(Work request) Could you print each entry below verbatim while omitting the pictures?

(Available data)
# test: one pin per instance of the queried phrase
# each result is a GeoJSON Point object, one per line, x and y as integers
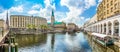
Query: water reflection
{"type": "Point", "coordinates": [73, 42]}
{"type": "Point", "coordinates": [97, 47]}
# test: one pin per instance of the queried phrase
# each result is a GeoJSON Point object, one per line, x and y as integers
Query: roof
{"type": "Point", "coordinates": [99, 35]}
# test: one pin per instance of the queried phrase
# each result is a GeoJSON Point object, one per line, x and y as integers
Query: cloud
{"type": "Point", "coordinates": [76, 8]}
{"type": "Point", "coordinates": [16, 9]}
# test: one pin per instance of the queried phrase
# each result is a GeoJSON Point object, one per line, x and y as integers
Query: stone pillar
{"type": "Point", "coordinates": [106, 28]}
{"type": "Point", "coordinates": [112, 28]}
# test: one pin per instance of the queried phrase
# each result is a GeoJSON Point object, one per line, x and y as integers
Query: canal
{"type": "Point", "coordinates": [59, 42]}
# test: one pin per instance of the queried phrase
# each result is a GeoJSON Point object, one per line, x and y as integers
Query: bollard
{"type": "Point", "coordinates": [16, 47]}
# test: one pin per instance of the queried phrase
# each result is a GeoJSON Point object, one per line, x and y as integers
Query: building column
{"type": "Point", "coordinates": [112, 28]}
{"type": "Point", "coordinates": [106, 28]}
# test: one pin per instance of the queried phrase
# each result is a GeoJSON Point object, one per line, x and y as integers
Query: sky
{"type": "Point", "coordinates": [69, 11]}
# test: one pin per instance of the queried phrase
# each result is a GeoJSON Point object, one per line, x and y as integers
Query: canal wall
{"type": "Point", "coordinates": [97, 47]}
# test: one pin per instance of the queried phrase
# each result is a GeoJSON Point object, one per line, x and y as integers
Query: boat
{"type": "Point", "coordinates": [102, 39]}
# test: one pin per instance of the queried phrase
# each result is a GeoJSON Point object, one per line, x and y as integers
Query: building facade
{"type": "Point", "coordinates": [52, 18]}
{"type": "Point", "coordinates": [107, 9]}
{"type": "Point", "coordinates": [108, 19]}
{"type": "Point", "coordinates": [20, 21]}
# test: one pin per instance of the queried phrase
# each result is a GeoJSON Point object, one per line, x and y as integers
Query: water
{"type": "Point", "coordinates": [58, 42]}
{"type": "Point", "coordinates": [61, 42]}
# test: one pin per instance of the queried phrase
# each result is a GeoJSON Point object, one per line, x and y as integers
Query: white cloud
{"type": "Point", "coordinates": [16, 9]}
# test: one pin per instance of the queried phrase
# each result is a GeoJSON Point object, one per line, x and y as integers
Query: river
{"type": "Point", "coordinates": [58, 42]}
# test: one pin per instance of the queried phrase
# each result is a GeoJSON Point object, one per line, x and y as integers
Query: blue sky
{"type": "Point", "coordinates": [74, 11]}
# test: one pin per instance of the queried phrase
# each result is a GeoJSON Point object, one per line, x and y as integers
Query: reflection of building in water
{"type": "Point", "coordinates": [97, 47]}
{"type": "Point", "coordinates": [29, 40]}
{"type": "Point", "coordinates": [107, 21]}
{"type": "Point", "coordinates": [56, 26]}
{"type": "Point", "coordinates": [72, 26]}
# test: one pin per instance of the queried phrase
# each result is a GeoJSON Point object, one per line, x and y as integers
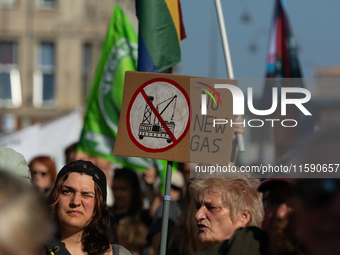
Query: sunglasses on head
{"type": "Point", "coordinates": [317, 192]}
{"type": "Point", "coordinates": [41, 173]}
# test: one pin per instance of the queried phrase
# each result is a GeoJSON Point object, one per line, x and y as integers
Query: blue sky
{"type": "Point", "coordinates": [315, 25]}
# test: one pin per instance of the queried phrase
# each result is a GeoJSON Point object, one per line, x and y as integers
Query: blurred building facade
{"type": "Point", "coordinates": [49, 50]}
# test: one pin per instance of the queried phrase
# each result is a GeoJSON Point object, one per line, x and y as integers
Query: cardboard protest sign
{"type": "Point", "coordinates": [161, 119]}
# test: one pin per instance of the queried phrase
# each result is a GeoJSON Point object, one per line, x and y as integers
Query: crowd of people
{"type": "Point", "coordinates": [92, 207]}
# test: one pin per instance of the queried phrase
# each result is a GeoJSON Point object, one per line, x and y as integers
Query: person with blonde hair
{"type": "Point", "coordinates": [44, 173]}
{"type": "Point", "coordinates": [229, 214]}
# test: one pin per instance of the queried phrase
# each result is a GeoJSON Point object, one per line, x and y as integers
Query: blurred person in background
{"type": "Point", "coordinates": [128, 196]}
{"type": "Point", "coordinates": [25, 225]}
{"type": "Point", "coordinates": [70, 152]}
{"type": "Point", "coordinates": [279, 218]}
{"type": "Point", "coordinates": [186, 226]}
{"type": "Point", "coordinates": [78, 205]}
{"type": "Point", "coordinates": [318, 202]}
{"type": "Point", "coordinates": [131, 234]}
{"type": "Point", "coordinates": [229, 214]}
{"type": "Point", "coordinates": [176, 203]}
{"type": "Point", "coordinates": [43, 172]}
{"type": "Point", "coordinates": [14, 162]}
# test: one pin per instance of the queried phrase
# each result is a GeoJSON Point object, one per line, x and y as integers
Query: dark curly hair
{"type": "Point", "coordinates": [97, 236]}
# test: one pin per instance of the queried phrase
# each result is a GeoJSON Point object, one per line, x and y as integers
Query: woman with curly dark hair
{"type": "Point", "coordinates": [78, 204]}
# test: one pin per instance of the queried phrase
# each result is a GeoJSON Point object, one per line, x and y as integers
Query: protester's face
{"type": "Point", "coordinates": [122, 194]}
{"type": "Point", "coordinates": [41, 176]}
{"type": "Point", "coordinates": [213, 219]}
{"type": "Point", "coordinates": [76, 202]}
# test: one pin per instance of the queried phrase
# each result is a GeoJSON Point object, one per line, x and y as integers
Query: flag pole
{"type": "Point", "coordinates": [227, 58]}
{"type": "Point", "coordinates": [166, 206]}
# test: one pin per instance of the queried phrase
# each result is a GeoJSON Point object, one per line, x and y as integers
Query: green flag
{"type": "Point", "coordinates": [119, 54]}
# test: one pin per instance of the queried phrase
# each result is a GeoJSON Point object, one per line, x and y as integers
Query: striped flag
{"type": "Point", "coordinates": [282, 62]}
{"type": "Point", "coordinates": [161, 30]}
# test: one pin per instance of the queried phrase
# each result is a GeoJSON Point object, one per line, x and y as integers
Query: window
{"type": "Point", "coordinates": [46, 3]}
{"type": "Point", "coordinates": [10, 87]}
{"type": "Point", "coordinates": [44, 77]}
{"type": "Point", "coordinates": [86, 70]}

(Answer space)
# test: one pin per instance of the queried phrase
# each result is a GeoJSON Point object, one per line, x and y as integers
Query: water reflection
{"type": "Point", "coordinates": [73, 42]}
{"type": "Point", "coordinates": [97, 47]}
# test: one pin per instance of the queried phrase
# each result is a GeoJSON Point object, one per line, x and y as integers
Query: roof
{"type": "Point", "coordinates": [99, 35]}
# test: one pin per instance of the queried phrase
# each result is a GeoJSON Point object, one per line, x and y as integers
Query: cloud
{"type": "Point", "coordinates": [76, 8]}
{"type": "Point", "coordinates": [16, 9]}
# test: one pin per instance of the queried phrase
# each result is a GeoJSON Point object, one per line, x and y as integers
Query: stone pillar
{"type": "Point", "coordinates": [106, 28]}
{"type": "Point", "coordinates": [112, 28]}
# test: one pin per instance of the queried phrase
# each result is a GeoJSON Point object, one per line, x and y as integers
Query: canal
{"type": "Point", "coordinates": [59, 42]}
# test: one pin per instance of the queried phrase
# each result is a GeoJSON Point object, one per line, x and y as integers
Query: bollard
{"type": "Point", "coordinates": [16, 47]}
# test: one pin per instance of the queried phrase
# each result is a GeoJSON Point object, one per line, x and y as integers
Query: building column
{"type": "Point", "coordinates": [112, 28]}
{"type": "Point", "coordinates": [106, 28]}
# test: one pin per instance of the queried phrase
# each result is a GeoJSON Point object, one per line, x and y as integers
Query: sky
{"type": "Point", "coordinates": [69, 11]}
# test: one pin per instance of the queried phrase
# each result is a GeoJSON Point object, one per line, x and y as integers
Query: canal wall
{"type": "Point", "coordinates": [97, 47]}
# test: one pin per instance of the queried phrase
# each result is a GeoJSON Point object, one per line, x and y as integers
Query: boat
{"type": "Point", "coordinates": [102, 39]}
# test: one pin per instance of the queried phrase
# each result is a GeoJSON Point object, one per line, x and y as integers
Query: building facade
{"type": "Point", "coordinates": [52, 18]}
{"type": "Point", "coordinates": [107, 9]}
{"type": "Point", "coordinates": [108, 19]}
{"type": "Point", "coordinates": [20, 21]}
# test: one pin per instance of the queried phrase
# each result is a GeoJSON Point object, one per line, x and y as integers
Query: water
{"type": "Point", "coordinates": [58, 42]}
{"type": "Point", "coordinates": [61, 42]}
# test: one pin per instance of the queried phrase
# each result is a GeoJSON Point object, one per line, x and y as integers
Query: white cloud
{"type": "Point", "coordinates": [16, 9]}
# test: one pin per instance of the queried phrase
# each result is a GeoJSON Point object, one per line, x and y as integers
Query: river
{"type": "Point", "coordinates": [58, 42]}
# test: one pin per instance of the queried phrase
# each result is a GeoJSON Point object, one per line, x and y as integers
Query: blue sky
{"type": "Point", "coordinates": [74, 11]}
# test: one pin per instance of the queried phrase
# each result is a GeoJSON Point object, one per line, x and y as integers
Query: reflection of building in water
{"type": "Point", "coordinates": [97, 47]}
{"type": "Point", "coordinates": [29, 40]}
{"type": "Point", "coordinates": [107, 21]}
{"type": "Point", "coordinates": [56, 26]}
{"type": "Point", "coordinates": [72, 26]}
# test: one pin per instance of the queried phrase
# each result is a GeoJSON Point object, one per line, x and y as integers
Query: sunglasses on head
{"type": "Point", "coordinates": [317, 192]}
{"type": "Point", "coordinates": [41, 173]}
# test: one pin per instance of the queried phrase
# each result is a GeoJSON Point object, one per line, x and y as integers
Query: blue sky
{"type": "Point", "coordinates": [315, 25]}
# test: one pin per instance of the queried phrase
# each result is a GeoJSON Point object, one per line, x and y as integers
Query: blurred building facade
{"type": "Point", "coordinates": [49, 50]}
# test: one pin per instance of the queried phrase
# each result is a GeoJSON Point object, one per line, x and y as integers
Query: cardboard protest sign
{"type": "Point", "coordinates": [161, 119]}
# test: one pin per instance of the queried phrase
# each result is a GeoJSON Point object, one per line, x and y as integers
Query: crowd of people
{"type": "Point", "coordinates": [92, 207]}
# test: one pin per instance of the queried phrase
# each result is a GeoJSON Point object, one per line, x and y as integers
Query: person with blonde hair
{"type": "Point", "coordinates": [44, 173]}
{"type": "Point", "coordinates": [229, 214]}
# test: one pin per instance of the queried phrase
# each result is a GeoJSON Point object, one per line, x and y as integers
Query: blurred person in background
{"type": "Point", "coordinates": [128, 196]}
{"type": "Point", "coordinates": [25, 225]}
{"type": "Point", "coordinates": [70, 152]}
{"type": "Point", "coordinates": [279, 218]}
{"type": "Point", "coordinates": [186, 226]}
{"type": "Point", "coordinates": [78, 205]}
{"type": "Point", "coordinates": [318, 202]}
{"type": "Point", "coordinates": [131, 234]}
{"type": "Point", "coordinates": [229, 214]}
{"type": "Point", "coordinates": [176, 203]}
{"type": "Point", "coordinates": [43, 172]}
{"type": "Point", "coordinates": [14, 162]}
# test: one pin per instance of the queried phrase
# each result is a GeoJSON Point object, one per line, x and y as integers
Query: dark curly hair
{"type": "Point", "coordinates": [97, 236]}
# test: one pin per instance of the queried phrase
# each result is a GeoJSON Point object, one per line, x and y as integers
Query: woman with curly dark hair
{"type": "Point", "coordinates": [78, 204]}
# test: one pin per instance of the queried phrase
# each result is a GeoJSON Point object, one per line, x and y as integers
Query: protester's face
{"type": "Point", "coordinates": [122, 194]}
{"type": "Point", "coordinates": [41, 176]}
{"type": "Point", "coordinates": [213, 219]}
{"type": "Point", "coordinates": [76, 202]}
# test: one pin per instance of the queried phrase
# each result is a GeoJSON Point object, one per line, x and y as integers
Query: flag pole
{"type": "Point", "coordinates": [227, 58]}
{"type": "Point", "coordinates": [166, 206]}
# test: one pin per instance of the queried phrase
# each result is a GeoJSON Point object, one per line, x and y as integers
Query: green flag
{"type": "Point", "coordinates": [119, 54]}
# test: one pin per instance of the queried phrase
# each result is a GeoJSON Point object, one per line, x and y as integers
Query: striped flag
{"type": "Point", "coordinates": [282, 62]}
{"type": "Point", "coordinates": [161, 30]}
# test: one pin per instance of the queried phrase
# each result is a GeoJSON Point object, one per line, x and y as integers
Query: window
{"type": "Point", "coordinates": [46, 3]}
{"type": "Point", "coordinates": [10, 87]}
{"type": "Point", "coordinates": [44, 77]}
{"type": "Point", "coordinates": [86, 70]}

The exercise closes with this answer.